* Start *
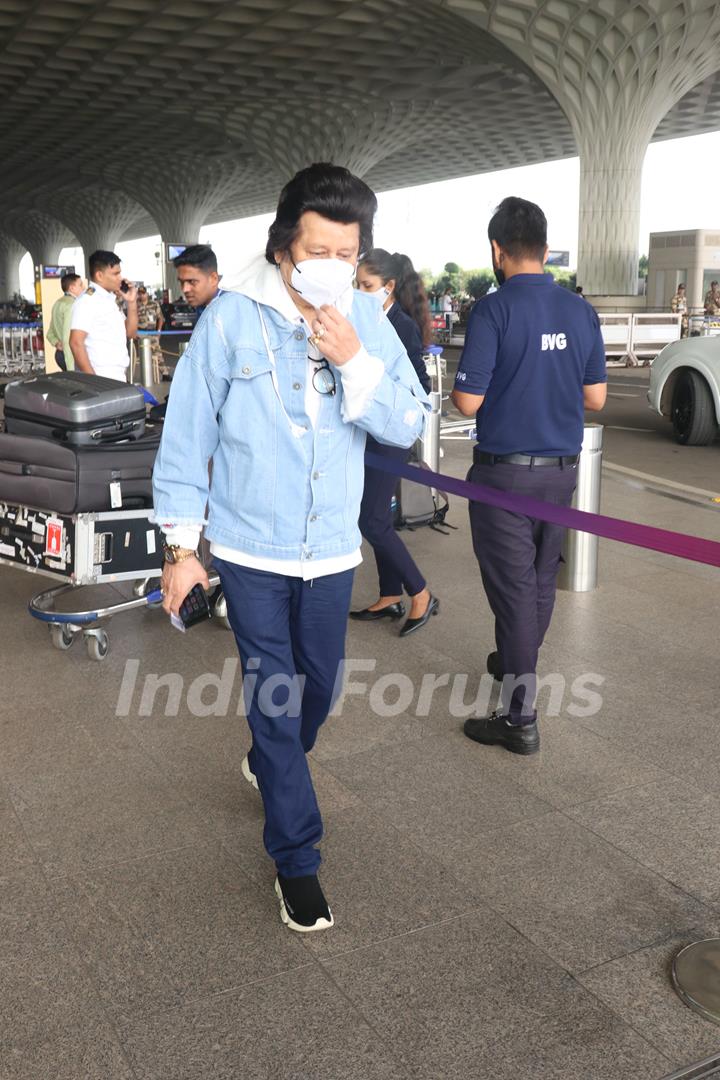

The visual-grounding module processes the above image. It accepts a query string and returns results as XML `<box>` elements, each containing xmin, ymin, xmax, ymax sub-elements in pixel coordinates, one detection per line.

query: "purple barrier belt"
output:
<box><xmin>365</xmin><ymin>453</ymin><xmax>720</xmax><ymax>566</ymax></box>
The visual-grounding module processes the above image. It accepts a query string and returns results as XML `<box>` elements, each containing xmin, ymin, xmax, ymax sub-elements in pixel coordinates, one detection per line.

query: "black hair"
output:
<box><xmin>60</xmin><ymin>273</ymin><xmax>80</xmax><ymax>293</ymax></box>
<box><xmin>173</xmin><ymin>244</ymin><xmax>217</xmax><ymax>273</ymax></box>
<box><xmin>488</xmin><ymin>195</ymin><xmax>547</xmax><ymax>260</ymax></box>
<box><xmin>266</xmin><ymin>162</ymin><xmax>378</xmax><ymax>266</ymax></box>
<box><xmin>361</xmin><ymin>247</ymin><xmax>433</xmax><ymax>345</ymax></box>
<box><xmin>87</xmin><ymin>251</ymin><xmax>120</xmax><ymax>278</ymax></box>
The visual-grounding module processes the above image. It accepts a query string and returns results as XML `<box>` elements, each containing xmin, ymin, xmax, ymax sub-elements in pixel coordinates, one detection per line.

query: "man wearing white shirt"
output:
<box><xmin>70</xmin><ymin>251</ymin><xmax>137</xmax><ymax>382</ymax></box>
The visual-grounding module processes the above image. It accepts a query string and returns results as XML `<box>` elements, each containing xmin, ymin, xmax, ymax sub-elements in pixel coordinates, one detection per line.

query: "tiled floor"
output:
<box><xmin>0</xmin><ymin>443</ymin><xmax>720</xmax><ymax>1080</ymax></box>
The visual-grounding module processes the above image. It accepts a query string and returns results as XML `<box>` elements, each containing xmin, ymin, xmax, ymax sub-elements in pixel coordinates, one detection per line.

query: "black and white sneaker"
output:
<box><xmin>463</xmin><ymin>712</ymin><xmax>540</xmax><ymax>756</ymax></box>
<box><xmin>275</xmin><ymin>874</ymin><xmax>335</xmax><ymax>934</ymax></box>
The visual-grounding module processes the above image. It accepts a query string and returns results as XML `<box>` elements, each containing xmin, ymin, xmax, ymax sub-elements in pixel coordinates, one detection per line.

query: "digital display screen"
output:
<box><xmin>42</xmin><ymin>267</ymin><xmax>74</xmax><ymax>278</ymax></box>
<box><xmin>546</xmin><ymin>252</ymin><xmax>570</xmax><ymax>267</ymax></box>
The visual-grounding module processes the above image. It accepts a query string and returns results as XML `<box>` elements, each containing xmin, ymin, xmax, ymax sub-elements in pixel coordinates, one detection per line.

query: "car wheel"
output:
<box><xmin>673</xmin><ymin>370</ymin><xmax>718</xmax><ymax>446</ymax></box>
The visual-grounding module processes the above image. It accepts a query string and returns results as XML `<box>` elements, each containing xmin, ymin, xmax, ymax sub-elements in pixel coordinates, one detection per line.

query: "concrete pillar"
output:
<box><xmin>0</xmin><ymin>232</ymin><xmax>25</xmax><ymax>301</ymax></box>
<box><xmin>578</xmin><ymin>133</ymin><xmax>650</xmax><ymax>296</ymax></box>
<box><xmin>5</xmin><ymin>210</ymin><xmax>77</xmax><ymax>266</ymax></box>
<box><xmin>447</xmin><ymin>0</ymin><xmax>720</xmax><ymax>295</ymax></box>
<box><xmin>107</xmin><ymin>153</ymin><xmax>247</xmax><ymax>244</ymax></box>
<box><xmin>106</xmin><ymin>152</ymin><xmax>248</xmax><ymax>295</ymax></box>
<box><xmin>39</xmin><ymin>184</ymin><xmax>147</xmax><ymax>274</ymax></box>
<box><xmin>239</xmin><ymin>94</ymin><xmax>427</xmax><ymax>181</ymax></box>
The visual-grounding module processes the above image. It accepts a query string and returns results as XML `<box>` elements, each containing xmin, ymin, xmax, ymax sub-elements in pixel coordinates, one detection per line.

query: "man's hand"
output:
<box><xmin>450</xmin><ymin>390</ymin><xmax>485</xmax><ymax>416</ymax></box>
<box><xmin>312</xmin><ymin>303</ymin><xmax>362</xmax><ymax>367</ymax></box>
<box><xmin>162</xmin><ymin>555</ymin><xmax>210</xmax><ymax>615</ymax></box>
<box><xmin>118</xmin><ymin>281</ymin><xmax>137</xmax><ymax>303</ymax></box>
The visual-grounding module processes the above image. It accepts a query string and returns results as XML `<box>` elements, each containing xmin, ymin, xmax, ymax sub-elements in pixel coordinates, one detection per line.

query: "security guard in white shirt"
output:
<box><xmin>70</xmin><ymin>252</ymin><xmax>137</xmax><ymax>382</ymax></box>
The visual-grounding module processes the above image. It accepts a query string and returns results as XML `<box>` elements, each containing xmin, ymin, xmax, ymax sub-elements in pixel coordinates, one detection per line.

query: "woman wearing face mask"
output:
<box><xmin>350</xmin><ymin>247</ymin><xmax>439</xmax><ymax>637</ymax></box>
<box><xmin>154</xmin><ymin>164</ymin><xmax>429</xmax><ymax>932</ymax></box>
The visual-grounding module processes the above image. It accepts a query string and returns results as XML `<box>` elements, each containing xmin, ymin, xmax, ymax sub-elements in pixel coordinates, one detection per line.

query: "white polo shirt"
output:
<box><xmin>70</xmin><ymin>282</ymin><xmax>130</xmax><ymax>382</ymax></box>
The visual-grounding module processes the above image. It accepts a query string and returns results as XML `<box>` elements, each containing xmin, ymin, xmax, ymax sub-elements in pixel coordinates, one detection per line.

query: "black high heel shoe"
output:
<box><xmin>350</xmin><ymin>600</ymin><xmax>405</xmax><ymax>622</ymax></box>
<box><xmin>399</xmin><ymin>593</ymin><xmax>440</xmax><ymax>637</ymax></box>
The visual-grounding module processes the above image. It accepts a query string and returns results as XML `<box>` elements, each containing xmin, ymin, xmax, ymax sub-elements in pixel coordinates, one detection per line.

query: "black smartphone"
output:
<box><xmin>180</xmin><ymin>585</ymin><xmax>212</xmax><ymax>630</ymax></box>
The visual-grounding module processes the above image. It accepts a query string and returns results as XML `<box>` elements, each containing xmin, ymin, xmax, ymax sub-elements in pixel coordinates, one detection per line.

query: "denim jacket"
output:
<box><xmin>153</xmin><ymin>293</ymin><xmax>430</xmax><ymax>563</ymax></box>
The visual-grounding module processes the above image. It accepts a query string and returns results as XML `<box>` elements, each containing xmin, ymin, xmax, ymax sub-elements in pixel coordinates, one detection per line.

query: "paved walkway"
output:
<box><xmin>0</xmin><ymin>443</ymin><xmax>720</xmax><ymax>1080</ymax></box>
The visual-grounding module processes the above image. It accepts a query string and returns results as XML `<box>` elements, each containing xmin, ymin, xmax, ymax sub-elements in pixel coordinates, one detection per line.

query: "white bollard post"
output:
<box><xmin>558</xmin><ymin>423</ymin><xmax>602</xmax><ymax>593</ymax></box>
<box><xmin>140</xmin><ymin>338</ymin><xmax>154</xmax><ymax>387</ymax></box>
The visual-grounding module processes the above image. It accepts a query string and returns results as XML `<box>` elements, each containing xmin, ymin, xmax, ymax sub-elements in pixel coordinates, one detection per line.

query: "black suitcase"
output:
<box><xmin>5</xmin><ymin>372</ymin><xmax>145</xmax><ymax>446</ymax></box>
<box><xmin>0</xmin><ymin>426</ymin><xmax>160</xmax><ymax>514</ymax></box>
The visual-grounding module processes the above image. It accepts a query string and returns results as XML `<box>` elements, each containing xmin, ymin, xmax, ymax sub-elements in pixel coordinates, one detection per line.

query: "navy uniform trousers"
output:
<box><xmin>357</xmin><ymin>435</ymin><xmax>425</xmax><ymax>596</ymax></box>
<box><xmin>214</xmin><ymin>558</ymin><xmax>354</xmax><ymax>877</ymax></box>
<box><xmin>467</xmin><ymin>462</ymin><xmax>578</xmax><ymax>724</ymax></box>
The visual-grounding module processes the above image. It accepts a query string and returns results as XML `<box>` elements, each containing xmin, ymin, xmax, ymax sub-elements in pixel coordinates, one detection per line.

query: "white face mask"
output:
<box><xmin>290</xmin><ymin>259</ymin><xmax>355</xmax><ymax>311</ymax></box>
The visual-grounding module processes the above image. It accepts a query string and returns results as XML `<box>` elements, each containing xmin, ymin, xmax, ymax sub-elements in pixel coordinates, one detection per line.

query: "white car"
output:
<box><xmin>648</xmin><ymin>337</ymin><xmax>720</xmax><ymax>446</ymax></box>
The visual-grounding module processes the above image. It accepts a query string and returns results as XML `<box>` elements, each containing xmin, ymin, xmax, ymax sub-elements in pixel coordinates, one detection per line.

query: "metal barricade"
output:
<box><xmin>629</xmin><ymin>312</ymin><xmax>682</xmax><ymax>364</ymax></box>
<box><xmin>598</xmin><ymin>312</ymin><xmax>633</xmax><ymax>365</ymax></box>
<box><xmin>558</xmin><ymin>423</ymin><xmax>602</xmax><ymax>593</ymax></box>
* End *
What you need to do
Show every line of the material above that contains the word "white".

Worked solution
query: "man wearing white shirt"
query: "black and white sneaker"
query: "security guard in white shirt"
query: "white polo shirt"
query: "white bollard post"
query: "white face mask"
query: "white car"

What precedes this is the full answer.